━━ MATERIAL PROVIDED

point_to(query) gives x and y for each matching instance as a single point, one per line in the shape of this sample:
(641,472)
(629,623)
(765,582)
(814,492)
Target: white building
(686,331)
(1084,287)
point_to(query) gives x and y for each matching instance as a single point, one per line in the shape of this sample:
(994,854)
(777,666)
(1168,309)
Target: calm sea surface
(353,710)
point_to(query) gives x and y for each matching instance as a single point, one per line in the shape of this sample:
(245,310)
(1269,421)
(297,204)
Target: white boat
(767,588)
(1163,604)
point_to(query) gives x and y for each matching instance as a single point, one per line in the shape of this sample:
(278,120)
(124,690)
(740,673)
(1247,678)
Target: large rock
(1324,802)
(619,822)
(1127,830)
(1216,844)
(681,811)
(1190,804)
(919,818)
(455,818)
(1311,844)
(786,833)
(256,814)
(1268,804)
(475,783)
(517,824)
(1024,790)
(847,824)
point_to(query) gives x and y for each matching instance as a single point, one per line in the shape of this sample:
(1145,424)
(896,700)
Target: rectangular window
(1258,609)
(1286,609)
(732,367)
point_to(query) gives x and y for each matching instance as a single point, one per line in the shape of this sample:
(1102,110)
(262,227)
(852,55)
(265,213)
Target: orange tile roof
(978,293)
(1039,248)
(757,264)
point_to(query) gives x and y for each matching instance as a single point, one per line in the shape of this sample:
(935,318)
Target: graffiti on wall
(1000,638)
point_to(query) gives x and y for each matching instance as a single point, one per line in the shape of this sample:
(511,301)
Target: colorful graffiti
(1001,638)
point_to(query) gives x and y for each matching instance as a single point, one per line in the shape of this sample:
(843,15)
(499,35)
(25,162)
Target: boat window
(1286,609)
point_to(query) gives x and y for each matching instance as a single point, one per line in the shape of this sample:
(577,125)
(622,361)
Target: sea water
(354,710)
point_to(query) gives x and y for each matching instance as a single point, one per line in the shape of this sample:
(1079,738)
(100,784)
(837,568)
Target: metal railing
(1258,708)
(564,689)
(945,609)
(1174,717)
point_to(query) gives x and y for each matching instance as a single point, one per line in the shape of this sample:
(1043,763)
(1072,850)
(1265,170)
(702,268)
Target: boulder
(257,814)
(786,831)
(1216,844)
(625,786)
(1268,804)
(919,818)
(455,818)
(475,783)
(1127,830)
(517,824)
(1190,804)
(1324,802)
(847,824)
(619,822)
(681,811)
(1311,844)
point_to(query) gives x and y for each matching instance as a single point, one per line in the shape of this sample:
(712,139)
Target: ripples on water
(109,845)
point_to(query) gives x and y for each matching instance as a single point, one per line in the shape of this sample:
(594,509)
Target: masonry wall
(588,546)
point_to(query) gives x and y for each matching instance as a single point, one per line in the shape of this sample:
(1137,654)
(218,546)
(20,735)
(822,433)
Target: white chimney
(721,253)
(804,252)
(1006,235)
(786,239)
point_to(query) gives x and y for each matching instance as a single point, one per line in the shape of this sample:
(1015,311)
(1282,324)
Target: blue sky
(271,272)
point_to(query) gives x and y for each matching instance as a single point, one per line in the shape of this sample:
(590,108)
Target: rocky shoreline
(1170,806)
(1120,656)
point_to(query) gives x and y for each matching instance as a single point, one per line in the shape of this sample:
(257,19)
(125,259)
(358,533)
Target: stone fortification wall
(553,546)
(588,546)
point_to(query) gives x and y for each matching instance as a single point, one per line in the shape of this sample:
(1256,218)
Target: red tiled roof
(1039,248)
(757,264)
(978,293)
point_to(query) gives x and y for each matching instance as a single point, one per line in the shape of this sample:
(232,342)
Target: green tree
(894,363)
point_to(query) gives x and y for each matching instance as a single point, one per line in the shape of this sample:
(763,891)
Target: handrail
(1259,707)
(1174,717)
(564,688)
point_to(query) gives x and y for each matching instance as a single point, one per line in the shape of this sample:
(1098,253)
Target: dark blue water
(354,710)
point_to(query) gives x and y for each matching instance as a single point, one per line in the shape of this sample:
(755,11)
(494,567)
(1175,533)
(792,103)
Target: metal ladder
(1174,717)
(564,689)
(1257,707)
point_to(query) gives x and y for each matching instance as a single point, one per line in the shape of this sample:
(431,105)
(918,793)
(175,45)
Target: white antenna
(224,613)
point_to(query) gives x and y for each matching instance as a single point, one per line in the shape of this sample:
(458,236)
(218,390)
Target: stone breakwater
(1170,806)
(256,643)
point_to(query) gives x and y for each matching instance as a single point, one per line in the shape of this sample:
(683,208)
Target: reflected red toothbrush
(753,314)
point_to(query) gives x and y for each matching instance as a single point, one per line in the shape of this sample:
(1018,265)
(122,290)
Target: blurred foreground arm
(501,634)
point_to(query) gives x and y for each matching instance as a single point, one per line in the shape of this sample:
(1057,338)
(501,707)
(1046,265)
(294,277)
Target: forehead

━━━━

### [WHAT YOU ARE ASKED TO DO]
Reproduce all of the listing, exactly as given.

### [EXERCISE OUTPUT]
point_to(query) gives x and y for each matching instance as a single point, one per line in the shape of this sample:
(641,472)
(629,623)
(765,582)
(814,492)
Target: white building
(686,331)
(1084,287)
point_to(query) gives x and y for each matching instance as a single point, one per line in the shape of this sample:
(994,854)
(777,666)
(1168,309)
Target: calm sea surface
(353,710)
point_to(query) gives x and y for each matching instance as a single point, one per line in the shape of this sample:
(245,310)
(1269,421)
(297,204)
Target: white boat
(767,588)
(1163,604)
point_to(query) gives x and y for each matching instance as a single point, one per line in the shape of this sample:
(278,120)
(124,690)
(740,673)
(1247,678)
Target: large rock
(1324,802)
(619,822)
(1127,830)
(1216,844)
(681,811)
(1190,804)
(919,818)
(455,818)
(1311,844)
(786,833)
(256,814)
(1268,804)
(475,783)
(517,824)
(1024,790)
(847,824)
point_to(query) gives x and y for each matching instance as a single point, one per line in the shape of this sample:
(1145,424)
(896,700)
Target: rectangular window
(1258,609)
(1286,609)
(732,367)
point_to(query) gives x and y for each matching instance as a single point, one per line in the shape of this sample:
(1102,110)
(262,227)
(852,55)
(265,213)
Target: orange tile roof
(978,293)
(1039,248)
(757,264)
point_to(query) gives x and y for each matching instance as a single point, one per line in the shape of this sample:
(935,318)
Target: graffiti on wall
(1000,638)
point_to(query) gives x and y for each matching instance as a single point, one per line in the shape of this sample:
(511,301)
Target: colorful graffiti
(1001,638)
point_to(query) gives x and y for each matching instance as a single point, one per line in the shape of this sample:
(843,15)
(499,35)
(25,162)
Target: boat window
(1286,609)
point_to(query) gives x and y for each matching instance as a single point, one per line in the shape of this sample:
(577,125)
(622,361)
Target: sea water
(354,710)
point_to(query) gives x and y for each matching instance as a single point, one per line in the shape of this sample:
(1079,738)
(100,784)
(837,568)
Target: metal railing
(1258,708)
(564,689)
(945,609)
(1174,717)
point_to(query) gives x and y for each matching instance as a single point, one per line in the shape of this sample:
(1043,763)
(1072,850)
(1265,170)
(702,268)
Target: boulder
(257,814)
(786,831)
(1216,844)
(625,786)
(1268,804)
(919,818)
(455,818)
(475,783)
(1127,830)
(517,824)
(1190,804)
(1324,802)
(847,824)
(619,822)
(681,811)
(1311,844)
point_to(query) gives x and y for each matching instance as a single point, one per line in the shape of this sample:
(712,139)
Target: ripples on water
(109,845)
point_to(query) gives x and y for each matching instance as a single point, one per line in the shape of this sample:
(594,509)
Target: masonry wall
(588,546)
point_to(query) gives x and y for each matching instance as a single point, one per line in the shape of this sample:
(1137,654)
(218,546)
(20,735)
(822,433)
Target: white chimney
(721,253)
(804,252)
(1006,235)
(786,239)
point_to(query) gives x and y for each matching instance as a single point, one per line in the shape of this sample:
(1015,311)
(1282,324)
Target: blue sky
(271,272)
point_to(query) gives x and y for each matching instance as a single point, one per line in the shape of this sample:
(590,108)
Target: rocky shoreline
(1170,806)
(1120,656)
point_to(query) gives x and y for each matching instance as a single point, one per line in the shape of this sample:
(257,19)
(125,259)
(358,533)
Target: stone fortification wall
(553,546)
(588,546)
point_to(query) gives x and y for each matching instance as a single point, one per line in the shape of this sample:
(1256,218)
Target: red tiled roof
(1039,248)
(757,264)
(978,293)
point_to(query) gives x and y for each matching instance as a single point, one per line in the shape of this sample:
(232,342)
Target: green tree
(894,363)
point_to(query) gives x and y for each matching instance as a single point, one per line in the shape of this sample:
(763,891)
Target: handrail
(1259,707)
(1174,717)
(564,688)
point_to(query) gives x and y for each matching instance as a single point, one per line in the shape of this sample:
(1098,253)
Target: dark blue water
(354,710)
point_to(query) gives x and y for each matching instance as a single point, one per line in the shape of this sample:
(755,11)
(494,567)
(1175,533)
(792,103)
Target: metal ladder
(1174,717)
(564,689)
(1257,707)
point_to(query) gives x and y for each matching instance as a single point, one per line in the shape of this sample:
(431,105)
(918,793)
(175,45)
Target: white antenna
(224,613)
point_to(query) gives x and y for each matching instance as a single point, one per line in the shape of this sample:
(458,236)
(218,390)
Target: stone breakwater
(1170,806)
(256,643)
point_to(query) gives x and y for each matching instance as a single point, one per line in the shape of this sample:
(683,208)
Target: reflected red toothbrush
(753,314)
point_to(query) gives x and y for each matching instance as a single point, one per line in the shape of this sample:
(1018,265)
(122,290)
Target: blurred foreground arm
(501,634)
point_to(query) gives x and y for each matching instance as a single point, one per line in the shape of this sample:
(1057,338)
(501,707)
(1046,265)
(294,277)
Target: forehead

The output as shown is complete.